Private equity heavyweights gained major mandates as the bidding war for Signature Aviation took a riveting twist, while the US-driven special purpose acquisition companies (SPAC) craze looks set to take off outside the States.
Kirkland & Ellis, Slaughter and May, Cleary Gottlieb Steen & Hamilton and Linklaters acted on the proposed take-private of Signature Aviation by a consortium – Brown Bidco – including Blackstone, Cascade and Global Infrastructure Partners (GIP).
The recommended cash acquisition will see Signature shareholders receive $5.62 per share in cash and values the entire share capital of the London Stock Exchange-listed aviation services company at $4.7bn.
The move sees another twist in the tale for the public- to -private transaction as the bid trounces a $5.50 cash offer made by GIP on its own in January. Signature Aviation has been hotly contested, with the Carlyle Group also rumoured to have been eyeing up the company.
Cascade Investment, the wealth management company owned by Bill Gates, already held a 19% stake in Signature Aviation and, as such, the Takeover Panel had to be applied to for joint offeror status in an unusual move.
The deal will eventually see Blackstone Infrastructure and Blackstone Core Equity own 35%, GIP own 35% and Cascade own 30% of Bidco.
Kirkland advised Blackstone and the consortium with a team led by David Holdsworth, Dipak Bhundia and David Higgins and also including debt finance partners Stephen Lucas, Kirsteen Nicol and Melissa Hutson, tax partners Timothy Lowe and Mike Beinus and antitrust and competition partners Mike Robert-Smith and Paula Riedel.
Higgins told Legal Business: ‘We think that financial investors will continue to be very interested in take private transactions given the opportunities for larger equity tickets and perceived value in the public markets.’
Holdsworth added: ‘Signature Aviation was a complex deal and so it was fantastic to get it launched. There have not been many occasions since Canary Wharf where joint offeror status has applied and so it was great to add to that list. A coincidence that we were helping Pamplona with Signature Foods at the same time – Signature deals for Kirkland!’
Cleary advised Cascade, fielding London transactional partners Michael Preston, Sam Bagot and Michael James as well as tax partners Meyer Fedida in New York and Richard Sultman in London.
The team also includes London financing partner David Billington and Paul Gilbert, who is advising on antitrust and foreign direct investment matters.
Speaking to Legal Business, Preston noted: ‘Private equity (PE) funds have a good cash position, and especially US dollar-denominated funds have been attracted by UK assets given the declining value of sterling and declining share prices. It has led to a huge rise in US funds executing deals. These are the conditions for a strong public to private market.

## INSTRUCTION 1
Duplicate the section of the Signature Aviation report from "Private equity heavyweights" to "outside the States.".
## INSTRUCTION 2
According to the Signature Aviation report, what stake in the company did Cascade Investment already hold?
## INSTRUCTION 3
Carry the Signature Aviation report forward, starting after its final sentence.

## DATA SHOWN
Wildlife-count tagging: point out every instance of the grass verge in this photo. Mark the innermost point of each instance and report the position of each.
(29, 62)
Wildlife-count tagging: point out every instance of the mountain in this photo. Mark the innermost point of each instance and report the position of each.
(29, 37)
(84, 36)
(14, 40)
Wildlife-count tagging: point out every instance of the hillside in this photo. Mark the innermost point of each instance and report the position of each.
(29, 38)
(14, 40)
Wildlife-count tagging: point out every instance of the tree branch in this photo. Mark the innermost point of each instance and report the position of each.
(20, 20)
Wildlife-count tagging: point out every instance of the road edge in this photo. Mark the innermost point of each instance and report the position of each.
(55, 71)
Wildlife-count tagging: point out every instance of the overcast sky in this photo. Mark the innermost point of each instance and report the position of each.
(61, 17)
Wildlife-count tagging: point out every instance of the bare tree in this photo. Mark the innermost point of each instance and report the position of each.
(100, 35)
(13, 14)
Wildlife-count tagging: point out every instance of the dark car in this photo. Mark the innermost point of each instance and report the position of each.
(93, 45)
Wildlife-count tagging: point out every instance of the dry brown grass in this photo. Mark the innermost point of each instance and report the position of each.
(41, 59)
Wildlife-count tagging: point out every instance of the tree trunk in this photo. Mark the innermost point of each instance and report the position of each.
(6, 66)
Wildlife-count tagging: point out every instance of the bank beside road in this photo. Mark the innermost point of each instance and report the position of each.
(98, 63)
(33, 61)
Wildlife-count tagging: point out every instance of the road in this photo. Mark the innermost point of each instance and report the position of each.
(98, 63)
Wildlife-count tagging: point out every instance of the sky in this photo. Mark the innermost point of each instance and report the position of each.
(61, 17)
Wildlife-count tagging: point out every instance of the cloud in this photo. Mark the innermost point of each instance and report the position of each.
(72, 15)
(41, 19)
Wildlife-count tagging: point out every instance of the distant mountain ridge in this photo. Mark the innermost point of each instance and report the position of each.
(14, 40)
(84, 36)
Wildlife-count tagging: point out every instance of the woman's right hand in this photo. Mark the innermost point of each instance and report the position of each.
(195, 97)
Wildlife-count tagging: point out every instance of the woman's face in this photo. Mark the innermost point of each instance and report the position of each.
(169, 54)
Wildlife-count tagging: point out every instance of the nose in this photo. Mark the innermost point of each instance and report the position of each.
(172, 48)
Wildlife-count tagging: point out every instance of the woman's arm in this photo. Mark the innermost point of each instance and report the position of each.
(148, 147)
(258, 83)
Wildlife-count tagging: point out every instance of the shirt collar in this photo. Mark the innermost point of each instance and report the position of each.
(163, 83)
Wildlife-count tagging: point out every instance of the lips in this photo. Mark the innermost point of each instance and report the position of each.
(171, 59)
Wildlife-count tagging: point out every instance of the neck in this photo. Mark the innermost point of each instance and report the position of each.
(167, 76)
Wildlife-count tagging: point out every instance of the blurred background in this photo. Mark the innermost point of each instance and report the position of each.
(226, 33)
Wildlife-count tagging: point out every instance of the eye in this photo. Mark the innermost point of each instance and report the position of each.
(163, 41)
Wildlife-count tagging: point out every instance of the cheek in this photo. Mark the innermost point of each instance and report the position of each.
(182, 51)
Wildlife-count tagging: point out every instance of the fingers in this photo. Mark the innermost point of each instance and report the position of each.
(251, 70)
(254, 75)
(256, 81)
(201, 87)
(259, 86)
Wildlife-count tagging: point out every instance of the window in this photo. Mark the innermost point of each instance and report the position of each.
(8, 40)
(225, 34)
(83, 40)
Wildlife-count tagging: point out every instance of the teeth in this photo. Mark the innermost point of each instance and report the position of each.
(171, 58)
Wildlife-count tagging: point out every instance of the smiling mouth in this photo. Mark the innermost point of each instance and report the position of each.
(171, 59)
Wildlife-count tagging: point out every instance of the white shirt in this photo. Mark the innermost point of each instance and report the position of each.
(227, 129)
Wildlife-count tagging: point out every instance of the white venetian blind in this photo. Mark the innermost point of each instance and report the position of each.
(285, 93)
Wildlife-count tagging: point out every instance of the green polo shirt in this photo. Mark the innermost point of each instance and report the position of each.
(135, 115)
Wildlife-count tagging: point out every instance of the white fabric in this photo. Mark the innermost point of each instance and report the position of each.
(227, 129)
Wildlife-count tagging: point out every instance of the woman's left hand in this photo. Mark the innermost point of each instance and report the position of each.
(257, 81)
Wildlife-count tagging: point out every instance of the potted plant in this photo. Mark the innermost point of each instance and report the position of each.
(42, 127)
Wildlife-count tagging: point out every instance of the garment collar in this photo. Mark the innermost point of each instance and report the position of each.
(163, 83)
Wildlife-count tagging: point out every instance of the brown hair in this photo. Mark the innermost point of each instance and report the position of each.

## EXERCISE OUTPUT 1
Private equity heavyweights gained major mandates as the bidding war for Signature Aviation took a riveting twist, while the US-driven special purpose acquisition companies (SPAC) craze looks set to take off outside the States.

## EXERCISE OUTPUT 2
A 19% stake.

## EXERCISE OUTPUT 3
‘PE is an attractive buyer because it is a one-stop-shop for future capital needs, so if the company has expansion plans there is a shareholder with an enormous bank account. It’s also attractive if you are a director or a senior member of management as private equity offers equity incentives programmes to senior management.’
Added Bagot: ‘There will be a continuation of consortium deals where private equity firms team up to bid for assets. What’s interesting with Signature Aviation is the premium, in excess of 50%, whereas before it had been in the range of 30%.
‘Target boards dealing with these situations are becoming increasingly sophisticated. They are increasingly focused on doing the right thing for shareholders, getting the best price and going out to other potential bidders to achieve that.’
Slaughters acted for Signature Aviation with a team including corporate partners Robert Chaplin and Andrew Jolly, employment and incentives partner Phil Linnard, competition partner Anna Lyle-Smythe, pensions partner Sandeep Maudgil and finance partner Azadeh Nassiri.
Linklaters advised GIP on this and its previous solo bid with a team led by London private equity partners Chris Boycott and Nick Rees. Nicole Kar in London and Jonathan Gafni in Washington DC led on the antitrust and foreign investment aspects of the transaction. London partners Alek Naidenov and Tom Waller advised on the financing, with the team also including pensions partner Claire Petheram and employment partners Sinead Casey and Jillian Naylor.
An Ashurst team led by partners Karen Davies, Nicholas Holmes and Tim Rennie is advising the financial advisers to Bidco – Gleacher Shacklock, RBC Capital Markets and UBS.
Elsewhere, keen observers of the now ubiquitous SPAC deals will have noticed a pair of deSPAC transactions in recent days, notably both with non-US companies listing on US stock exchanges.
The deSPAC is the process through which the combined SPAC and the target company become listed in a similar outcome to an IPO, straddling M&A and capital markets.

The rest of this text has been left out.